* EXERCISE INSTRUCTIONS
Leaving out the pictures, retype exactly the lines from the one holding "x=742, y=256" through the end of the material.

* RECORD EXCERPTS

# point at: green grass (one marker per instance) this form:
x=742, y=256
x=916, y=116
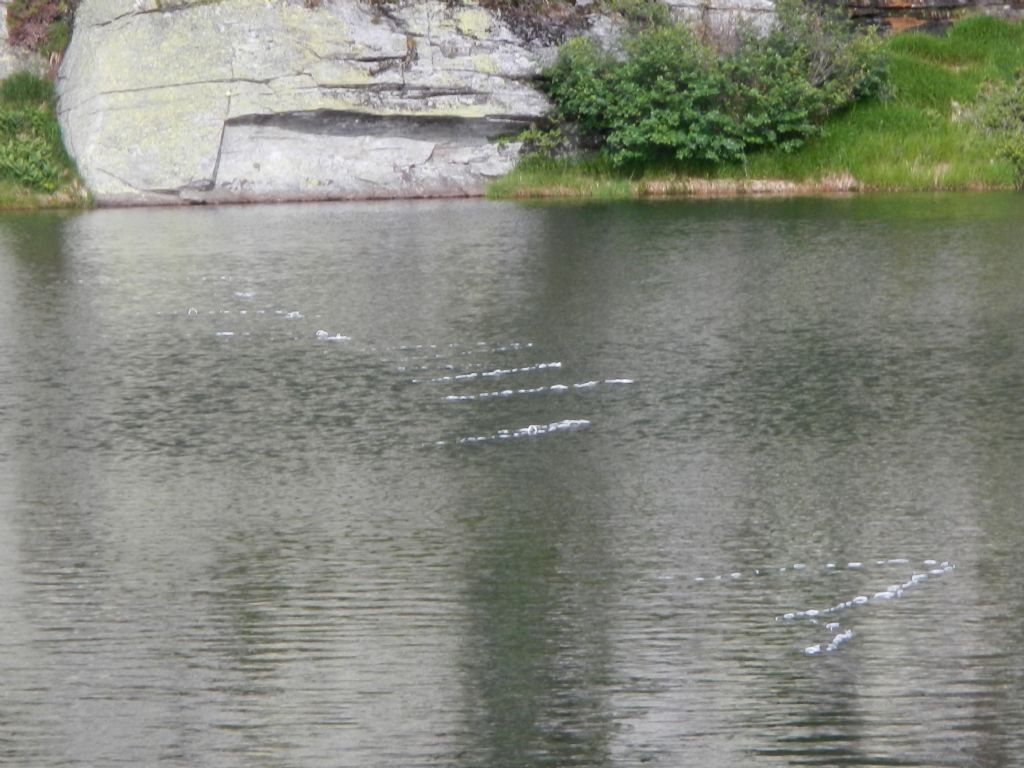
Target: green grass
x=914, y=137
x=35, y=169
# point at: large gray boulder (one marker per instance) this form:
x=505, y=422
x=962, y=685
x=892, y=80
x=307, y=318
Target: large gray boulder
x=229, y=100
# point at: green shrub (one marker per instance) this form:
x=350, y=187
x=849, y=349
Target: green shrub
x=999, y=113
x=32, y=154
x=673, y=97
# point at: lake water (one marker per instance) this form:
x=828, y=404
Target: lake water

* ANSWER SECTION
x=742, y=256
x=916, y=116
Target: green grass
x=914, y=137
x=35, y=169
# point at: large gray boulder (one marker per instance) this form:
x=505, y=422
x=962, y=685
x=892, y=80
x=307, y=318
Target: large gray boulder
x=229, y=100
# point at: green shrub (one marker per instance) this form:
x=350, y=187
x=849, y=349
Target: green shrub
x=999, y=113
x=32, y=154
x=673, y=97
# point at: lake water (one marker per instance) this form:
x=828, y=404
Target: lake water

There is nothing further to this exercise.